**Lista de exercícios**
**A)** Liste as dificuldades que, segundo o trecho sobre O perfuraneve, afetam os pobres dos vagões do fundo.
**B)** De acordo com o trecho sobre O perfuraneve, onde se encontra o que restou da humanidade?
**C)** Transcreva do trecho sobre O perfuraneve a passagem que começa em "Páginas de O" e segue até "festas e promiscuidade.".

**Trecho original**
######

Páginas de O perfuraneve (Divulgação/Aleph)

O filme (e a graphic novel) mostra a Terra devastada por uma catástrofe climática. Nosso mundo desenvolveu uma permanente temperatura inóspita, as cidades foram tomadas pela pior nevasca imaginável, e o que restou da humanidade se encontra presa num longo e moderno trem em movimento perpétuo ao redor do globo, o tal “perfuraneve” do título. Como estamos falando de seres humanos, a sociedade reconstruída dentro dos vagões não é a filial do paraíso. Pelo contrário: o Perfuraneve se organiza de forma extremamente estratificada. Nos vagões do fundo, a massa animalizada de pobres, que comem a pior comida, sofrem com doenças e superlotação. A situação melhora quanto mais se avança no trem: ricos comem sushi (no filme), coelhos criados num vagão (na HQ), desfrutam de privacidade, festas e promiscuidade.

######

(Descrições de regiões em linguagem natural)
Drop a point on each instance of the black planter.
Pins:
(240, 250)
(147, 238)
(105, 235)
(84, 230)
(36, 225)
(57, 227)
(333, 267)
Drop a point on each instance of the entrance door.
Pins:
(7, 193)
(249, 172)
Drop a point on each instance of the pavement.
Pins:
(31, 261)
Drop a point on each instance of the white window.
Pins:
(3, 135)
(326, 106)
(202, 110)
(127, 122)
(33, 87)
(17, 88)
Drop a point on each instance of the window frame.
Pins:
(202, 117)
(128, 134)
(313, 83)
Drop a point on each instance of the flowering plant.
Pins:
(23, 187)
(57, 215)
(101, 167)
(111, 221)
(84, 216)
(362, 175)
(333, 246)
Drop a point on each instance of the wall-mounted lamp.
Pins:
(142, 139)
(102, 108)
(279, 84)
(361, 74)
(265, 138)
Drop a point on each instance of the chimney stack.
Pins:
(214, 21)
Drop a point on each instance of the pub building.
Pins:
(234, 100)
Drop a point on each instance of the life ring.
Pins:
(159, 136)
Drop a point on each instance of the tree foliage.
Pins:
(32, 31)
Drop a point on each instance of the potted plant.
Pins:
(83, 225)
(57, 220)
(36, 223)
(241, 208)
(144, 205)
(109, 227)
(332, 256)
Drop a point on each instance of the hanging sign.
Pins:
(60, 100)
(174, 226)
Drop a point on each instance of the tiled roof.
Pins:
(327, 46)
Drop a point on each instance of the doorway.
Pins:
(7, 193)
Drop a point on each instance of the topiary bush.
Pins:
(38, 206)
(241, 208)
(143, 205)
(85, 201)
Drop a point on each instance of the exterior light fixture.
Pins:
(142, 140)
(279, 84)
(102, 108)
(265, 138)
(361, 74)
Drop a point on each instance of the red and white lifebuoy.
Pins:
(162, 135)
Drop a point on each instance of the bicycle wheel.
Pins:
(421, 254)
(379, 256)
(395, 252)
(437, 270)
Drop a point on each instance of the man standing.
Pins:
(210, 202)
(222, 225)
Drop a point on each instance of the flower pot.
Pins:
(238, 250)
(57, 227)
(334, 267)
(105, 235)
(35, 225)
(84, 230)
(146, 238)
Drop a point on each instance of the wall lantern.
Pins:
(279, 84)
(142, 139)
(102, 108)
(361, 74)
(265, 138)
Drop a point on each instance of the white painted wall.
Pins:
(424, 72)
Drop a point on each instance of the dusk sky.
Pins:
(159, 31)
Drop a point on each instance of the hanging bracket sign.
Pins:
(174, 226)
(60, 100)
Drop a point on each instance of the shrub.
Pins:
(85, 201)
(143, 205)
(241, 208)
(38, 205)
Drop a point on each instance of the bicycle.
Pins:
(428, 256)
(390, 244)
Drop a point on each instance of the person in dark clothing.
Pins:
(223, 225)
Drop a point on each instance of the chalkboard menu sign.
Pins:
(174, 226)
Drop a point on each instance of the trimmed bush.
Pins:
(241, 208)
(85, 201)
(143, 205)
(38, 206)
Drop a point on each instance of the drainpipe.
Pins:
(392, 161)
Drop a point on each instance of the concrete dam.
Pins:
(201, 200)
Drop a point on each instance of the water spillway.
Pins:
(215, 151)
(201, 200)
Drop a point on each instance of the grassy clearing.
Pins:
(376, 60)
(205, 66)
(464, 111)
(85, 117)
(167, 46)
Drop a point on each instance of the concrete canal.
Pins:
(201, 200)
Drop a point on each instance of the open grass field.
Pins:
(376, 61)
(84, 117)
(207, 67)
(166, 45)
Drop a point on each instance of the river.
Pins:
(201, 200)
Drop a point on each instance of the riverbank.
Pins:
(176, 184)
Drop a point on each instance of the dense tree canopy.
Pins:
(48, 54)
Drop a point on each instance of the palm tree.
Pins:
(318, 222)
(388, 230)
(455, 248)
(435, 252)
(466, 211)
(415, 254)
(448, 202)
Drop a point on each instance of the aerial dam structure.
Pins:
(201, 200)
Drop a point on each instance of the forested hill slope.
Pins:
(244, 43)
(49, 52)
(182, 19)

######

**Gabarito**
**A)** Comem a pior comida, sofrem com doenças e sofrem com superlotação.

**B)** Presa num longo e moderno trem em movimento perpétuo ao redor do globo.

**C)**
Páginas de O perfuraneve (Divulgação/Aleph)

O filme (e a graphic novel) mostra a Terra devastada por uma catástrofe climática. Nosso mundo desenvolveu uma permanente temperatura inóspita, as cidades foram tomadas pela pior nevasca imaginável, e o que restou da humanidade se encontra presa num longo e moderno trem em movimento perpétuo ao redor do globo, o tal “perfuraneve” do título. Como estamos falando de seres humanos, a sociedade reconstruída dentro dos vagões não é a filial do paraíso. Pelo contrário: o Perfuraneve se organiza de forma extremamente estratificada. Nos vagões do fundo, a massa animalizada de pobres, que comem a pior comida, sofrem com doenças e superlotação. A situação melhora quanto mais se avança no trem: ricos comem sushi (no filme), coelhos criados num vagão (na HQ), desfrutam de privacidade, festas e promiscuidade.